» Stated goal 1: In the PDF-to-slides skill description, at what DPI are the PDF pages converted to images?
» Stated goal 2: From the PDF-to-slides skill description, reproduce the part that opens with the words containing "openclaw skills install glmv-pdf-to-pptConvert any" and closes with "summary.md is generated.".

» Document text:
□ □ □ □ □
Install
openclaw skills install glmv-pdf-to-pptConvert a PDF (research paper, report, or any document) into a polished multi-slide HTML presentation with a structured outline JSON and summary markdown. Trigger this skill when the user mentions making slides or a PPT from a PDF — in Chinese or English.
openclaw skills install glmv-pdf-to-pptConvert any PDF into a multi-slide HTML presentation. Pages are converted to images at DPI 120, read sequentially to understand the content, then a structured outline.json is saved, images are cropped locally (no cloud upload), slides are rendered one by one, and finally a summary.md is generated.
Scripts are in: {SKILL_DIR}/scripts/
Python packages (install once):
pip install pymupdf pillow
System tools: curl (pre-installed on macOS/Linux).
Trigger when the user asks to make slides or a presentation from a PDF — phrases like: "make a PPT from a PDF", "convert PDF to slides", "create a presentation from this paper", "根据pdf做ppt", "根据论文做幻灯片", "做PPT", "做幻灯片", "生成演示文稿", "把这个pdf转成ppt", or any similar intent in Chinese or English.
All output goes under {WORKSPACE}/ppt/<pdf_stem>_<timestamp>/:
ppt/
└── <pdf_stem>_<timestamp>/
├── outline.json ← structured slide plan (SlidesPlan schema)
□ □ □ □ □
» Data segment:
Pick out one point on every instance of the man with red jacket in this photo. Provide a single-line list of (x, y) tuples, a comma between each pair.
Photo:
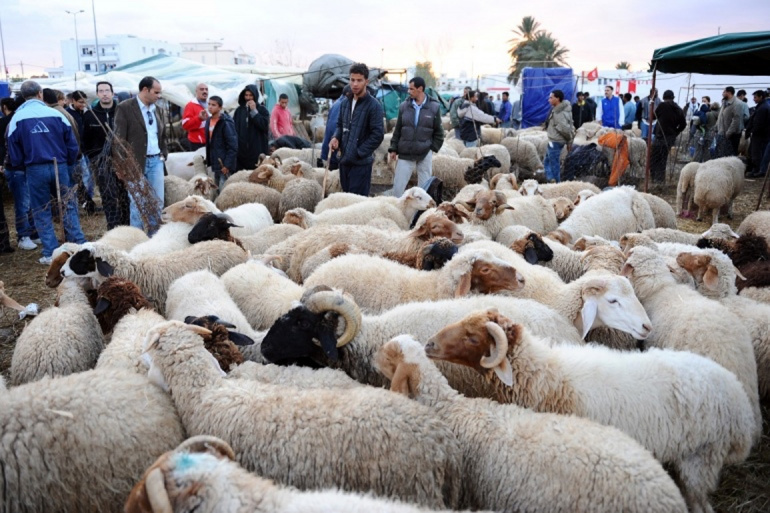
[(194, 118)]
□ □ □ □ □
» Answer 1: 120

» Answer 2:
openclaw skills install glmv-pdf-to-pptConvert any PDF into a multi-slide HTML presentation. Pages are converted to images at DPI 120, read sequentially to understand the content, then a structured outline.json is saved, images are cropped locally (no cloud upload), slides are rendered one by one, and finally a summary.md is generated.